Fortsetzung

Zu dieser Zeit waren mir die verletzenden Äußerungen meiner Mutter nicht so sehr bewußt, obwohl sie sicher da gewesen sein müssen. Aber ich erinnere mich noch sehr gut an meine grenzenlose Erleichterung, nachdem ich sie zum Zug gebracht hatte, nach diesen Besuchen. Endlich wieder frei. Ja, ich fühlte mich befreit.
Dazu kam noch, dass ich damals echte Probleme hatte und mich gedanklich kaum noch was anderes beschäftigen konnte.
Aber ich erinnere mich an ein Telefonat, in dem sie mir vorjammerte, sie müsse unbedingt eine rote Strickjacke haben und sie fände keine. Das war zu der Zeit, als Ferngespräche noch Geld kosteten und ich ärgerte mich maßlos, dass sie mir damit die Ohren vollsabbelte, während ich kurz vorm wirtschaftlichen Ruin stand.
Diese Oberflächlichkeit hatte mich schon ziemlich lange genervt.

DEINE AUFGABEN »
1) Drei Fragen zum Erinnerungstext über die Mutter:
(a) Was empfand die erzählende Person, nachdem sie die Mutter zum Zug gebracht hatte?
(b) Was musste die Mutter laut dem Telefonat unbedingt haben?
(c) Wie stand es zur Zeit dieses Telefonats wirtschaftlich um die erzählende Person?
2) Wie könnte der Erinnerungstext über die Mutter weitergehen? Setze ihn nach dem letzten Satz fort.

DATENSATZ »

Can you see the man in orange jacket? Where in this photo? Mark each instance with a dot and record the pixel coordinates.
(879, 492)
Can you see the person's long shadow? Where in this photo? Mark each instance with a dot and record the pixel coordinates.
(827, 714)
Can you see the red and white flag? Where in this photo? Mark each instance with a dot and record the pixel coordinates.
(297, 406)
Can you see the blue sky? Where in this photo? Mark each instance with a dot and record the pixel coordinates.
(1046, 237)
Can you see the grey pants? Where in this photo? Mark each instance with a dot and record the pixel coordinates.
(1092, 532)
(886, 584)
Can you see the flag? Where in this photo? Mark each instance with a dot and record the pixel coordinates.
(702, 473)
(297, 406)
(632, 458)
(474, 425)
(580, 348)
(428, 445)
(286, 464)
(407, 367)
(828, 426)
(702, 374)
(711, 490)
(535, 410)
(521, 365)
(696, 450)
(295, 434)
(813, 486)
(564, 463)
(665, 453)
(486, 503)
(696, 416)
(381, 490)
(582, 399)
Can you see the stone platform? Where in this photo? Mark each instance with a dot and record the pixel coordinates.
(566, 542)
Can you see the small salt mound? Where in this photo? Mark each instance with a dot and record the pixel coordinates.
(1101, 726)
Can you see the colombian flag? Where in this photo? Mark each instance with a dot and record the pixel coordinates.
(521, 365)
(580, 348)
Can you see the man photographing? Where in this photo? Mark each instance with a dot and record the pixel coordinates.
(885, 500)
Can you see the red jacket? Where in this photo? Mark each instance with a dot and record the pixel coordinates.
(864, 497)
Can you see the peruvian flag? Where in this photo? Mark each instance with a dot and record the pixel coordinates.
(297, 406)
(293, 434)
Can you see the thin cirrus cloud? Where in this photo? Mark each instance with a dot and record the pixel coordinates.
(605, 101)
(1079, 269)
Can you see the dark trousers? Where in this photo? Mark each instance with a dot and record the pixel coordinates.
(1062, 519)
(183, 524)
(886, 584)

ANTWORTEN JE AUFGABE »
1)
(a) Grenzenlose Erleichterung; sie fühlte sich befreit.
(b) Eine rote Strickjacke.
(c) Sie stand kurz vor dem wirtschaftlichen Ruin.

2)
Z.B. findet es meine Mutter unerträglich mal 3 Tage am Stück nichts vorzuhaben. Während ich gern allein bin und ein gutes Buch jederzeit einem inhaltslosen Gespräch vorziehe, muss meine Mutter sich ständig mit irgendwelchen anderen Frauen treffen, über die sie sich aber auch oft genug ärgert.
Besonders schlimm fand ich ihre Aussage: "ich brauch noch jemanden für Sonntags" keine Ahnung warum ihre Bekannten sonntags keine Zeit für sie haben. Wahrscheinlich sind sie alle mit ihren fürsorglichen Kindern beschäftigt.
Oder: "wenn ich Besuch habe, will ich auch was davon haben"
Das hat alles etwas mit dem benutzen anderer Menschen zu tun.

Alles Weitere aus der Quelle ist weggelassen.